FRAGMENTO –
----------------------------------------
Las tribulaciones de un marinero en tierra

#216 (con)figuraciones (18)

MIS PADRES tenían en casa un par de típicos álbumes de fotos de los de toda la vida: tapa dura, páginas de cartulina negra y fotos en blanco y negro sujetas por las esquinas. Eran fotos de sus respectivas infancias y juventudes, y luego de sus primeros años de vida en común. Había una foto de mi padre en la playa, haciendo algo parecido al actual paddle surf, pero sobre un «patín» (una especie de mini catamarán) construido por él mismo, al que había bautizado Anchoa. Mi padre estaba de pie, con un remo largo de doble pala en las manos. Se le veía sonriente y en buena forma. Tendría veintipocos. En esa época, primera mitad de los 50, todavía no había conocido a mi madre. Bueno, se conocían de vista, pero no salían juntos.

Cierto día, mi padre me enseñó la foto del patín y me dijo que estaba pensado construir otro igual, que si yo quería ayudarlo. Lo iba a llamar, como no podía ser de otra manera, Anchoa II. También mi abuelo materno se había hecho una piragua cuando era un muchacho, junto a su amigo Paquete (nombre real), a partir de unos planos sacados de una revista. A mí me flipaba la idea de hacer algún tipo de barca (una vez lo había intentado, sin éxito, con mi amigo semialemán). Total, que le dije a mi padre que sí quería ayudarlo.
----------------------------------------
DATOS MOSTRADOS –
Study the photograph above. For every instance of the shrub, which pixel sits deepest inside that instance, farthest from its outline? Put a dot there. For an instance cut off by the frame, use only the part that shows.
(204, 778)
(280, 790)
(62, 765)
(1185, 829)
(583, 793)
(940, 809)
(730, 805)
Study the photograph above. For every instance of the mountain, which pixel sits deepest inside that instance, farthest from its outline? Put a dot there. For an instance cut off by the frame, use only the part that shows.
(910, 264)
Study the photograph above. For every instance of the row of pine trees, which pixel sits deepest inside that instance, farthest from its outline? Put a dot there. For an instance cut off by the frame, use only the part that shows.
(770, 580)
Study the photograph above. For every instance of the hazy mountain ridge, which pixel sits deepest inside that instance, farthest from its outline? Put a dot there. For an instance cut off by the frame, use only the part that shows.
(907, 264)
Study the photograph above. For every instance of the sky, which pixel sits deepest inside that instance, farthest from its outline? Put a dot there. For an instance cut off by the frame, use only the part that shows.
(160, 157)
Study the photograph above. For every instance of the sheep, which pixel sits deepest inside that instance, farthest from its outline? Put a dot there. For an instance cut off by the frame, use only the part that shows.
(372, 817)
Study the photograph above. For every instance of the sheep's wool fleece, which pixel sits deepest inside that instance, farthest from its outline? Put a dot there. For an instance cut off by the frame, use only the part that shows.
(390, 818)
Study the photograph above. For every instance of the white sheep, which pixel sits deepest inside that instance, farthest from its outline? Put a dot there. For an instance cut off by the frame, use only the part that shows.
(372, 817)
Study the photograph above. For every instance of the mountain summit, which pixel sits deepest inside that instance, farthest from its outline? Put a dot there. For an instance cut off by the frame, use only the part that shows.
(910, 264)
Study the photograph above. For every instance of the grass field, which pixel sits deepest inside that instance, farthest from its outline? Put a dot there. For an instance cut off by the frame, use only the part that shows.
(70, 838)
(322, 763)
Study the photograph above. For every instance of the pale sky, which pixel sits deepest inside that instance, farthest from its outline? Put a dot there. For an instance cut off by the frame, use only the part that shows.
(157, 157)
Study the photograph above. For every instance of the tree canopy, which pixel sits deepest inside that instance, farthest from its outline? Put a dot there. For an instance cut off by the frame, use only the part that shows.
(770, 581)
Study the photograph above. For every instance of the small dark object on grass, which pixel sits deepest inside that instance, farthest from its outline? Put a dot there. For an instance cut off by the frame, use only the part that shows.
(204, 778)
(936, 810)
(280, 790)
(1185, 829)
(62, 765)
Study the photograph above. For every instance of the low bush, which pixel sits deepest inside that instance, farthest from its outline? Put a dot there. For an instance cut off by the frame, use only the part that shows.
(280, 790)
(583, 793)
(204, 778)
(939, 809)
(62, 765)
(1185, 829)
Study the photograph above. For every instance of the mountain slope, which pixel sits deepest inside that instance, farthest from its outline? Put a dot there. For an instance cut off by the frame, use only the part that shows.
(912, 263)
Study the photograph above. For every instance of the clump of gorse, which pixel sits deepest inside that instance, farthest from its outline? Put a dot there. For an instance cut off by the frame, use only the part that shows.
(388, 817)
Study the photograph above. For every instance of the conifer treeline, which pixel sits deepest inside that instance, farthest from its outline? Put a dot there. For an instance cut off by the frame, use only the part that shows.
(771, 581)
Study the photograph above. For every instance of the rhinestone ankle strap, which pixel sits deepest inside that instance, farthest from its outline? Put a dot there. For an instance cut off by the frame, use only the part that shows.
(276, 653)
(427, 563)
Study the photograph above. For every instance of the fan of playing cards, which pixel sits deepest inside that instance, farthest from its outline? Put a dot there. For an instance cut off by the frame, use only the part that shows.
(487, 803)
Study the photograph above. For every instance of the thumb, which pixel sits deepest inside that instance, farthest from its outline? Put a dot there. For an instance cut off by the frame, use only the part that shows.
----------------------------------------
TAREAS PENDIENTES –
(a) ¿Puedes resumir el fragmento en dos oraciones?
(b) ¿Puedes copiar del fragmento el tramo que va desde "MIS PADRES tenían" hasta "no salían juntos.", ambos incluidos?

RESPUESTAS POR TAREA –
(a) En casa de los padres de quien narra había álbumes de fotos antiguas, entre ellas una del padre, con unos veintipocos años, de pie sobre un patín que él mismo había construido y bautizado Anchoa. Un día el padre enseñó esa foto, propuso construir otro igual, el Anchoa II, y pidió ayuda, y la respuesta fue que sí.

(b)
MIS PADRES tenían en casa un par de típicos álbumes de fotos de los de toda la vida: tapa dura, páginas de cartulina negra y fotos en blanco y negro sujetas por las esquinas. Eran fotos de sus respectivas infancias y juventudes, y luego de sus primeros años de vida en común. Había una foto de mi padre en la playa, haciendo algo parecido al actual paddle surf, pero sobre un «patín» (una especie de mini catamarán) construido por él mismo, al que había bautizado Anchoa. Mi padre estaba de pie, con un remo largo de doble pala en las manos. Se le veía sonriente y en buena forma. Tendría veintipocos. En esa época, primera mitad de los 50, todavía no había conocido a mi madre. Bueno, se conocían de vista, pero no salían juntos.